Thought I would have a tentative look for any new surface roots on this very large Japanese Maple. I decided to layer it last year as the existing root base consisted of three extremely thick roots that were unsuitable for bonsai. I was glad to see signs of new growth but far too early to dig up and investigate properly. I’ll leave it as it is for at least another year.
Top growth last year was very short compared to the long internodes usually associated with this type of material. All of last years shoots were no more than one or two cm long, presumably because of the work done to layer the roots.
I haven’t done any kind of work with this tree since I dug it up out of the garden four years ago. No further pruning, wiring, pinching etc… Just happy to let it grow out and let primary branches thicken. At some point soon I’ll wire these into position once I know the tree is doing ok.
Ground layering a new nebari for this very large maple.
Time to undertake some major rootpruning on this Japanese Maple. The main consideration was pruning away an ugly raised surface root and also reducing the depth of the rootball so that the tree would sit better in the ceramic pot it was taken out of last year.
Other raised roots were removed two years ago because I felt there was a better nebari hiding underneath the soil level and so the job was finished today, along with shortening the long roots at the front.
Over time, I’ll work to reduce the spider leg appearance of the nebari but this can be masked by moss in the short term.

Exercise data:
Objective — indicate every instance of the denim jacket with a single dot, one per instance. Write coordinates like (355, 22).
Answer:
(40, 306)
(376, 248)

Activity 1:
Sum up the Japanese maple notes in two sentences.
Activity 2:
Carry on the Japanese maple notes past their final sentence.

Final answer 1:
Last year the writer layered a very large Japanese maple because its root base had three extremely thick roots unsuitable for bonsai, and new growth is showing, but the tree will be left for at least another year. The notes also describe major root pruning on a Japanese maple to remove an ugly raised surface root, reduce the depth of the rootball so it sits better in its ceramic pot, and shorten the long roots at the front.

Final answer 2:
When combing out I discovered long circling roots within the rootmass, presumably from when the tree was rootbound in a much smaller pot in the past. Unfortunately the previous owner must have just potted on without doing any rootwork each time. The soil itself was of poor quality, so I decided to give it a rinse as well. I also found some unwelcome guests:
Vine weevil grubs? Looks like it. Found three or four of these and disposed of them. I guess it’s not a good idea to apply a pesticide while the tree recovers from this surgery but if someone knows any better, the advice is appreciated.
The tree was also placed to the other side of the pot to emphasise the trunk movement to the viewers left. Branches on the right will be tightly pruned and those on the viewers left will be allowed to extend over time to fill the negative space. This was in response to advice from Peter Warren during his visit to the NIBS last year. I’m looking forward to seeing it in leaf soon.
One of my Japanese maples in training has been suffering recently. It’s a Sango Kaku, famous for their normally pink bark and bright green leaves. Any ideas?
I wonder if it’s a combination of things? It’s been in semi shade and well watered all year but never really took off in spring. Not much extension growth despite fertiliser being used and in the past couple of weeks the foliage has withered – I also noticed a white discoloration similar to mildew??? I’m familiar with mildew on my oaks and field maples but never my Japanese maples. I’ve sprayed it anyway and put the tree in the ground to help it recover. Fingers crossed.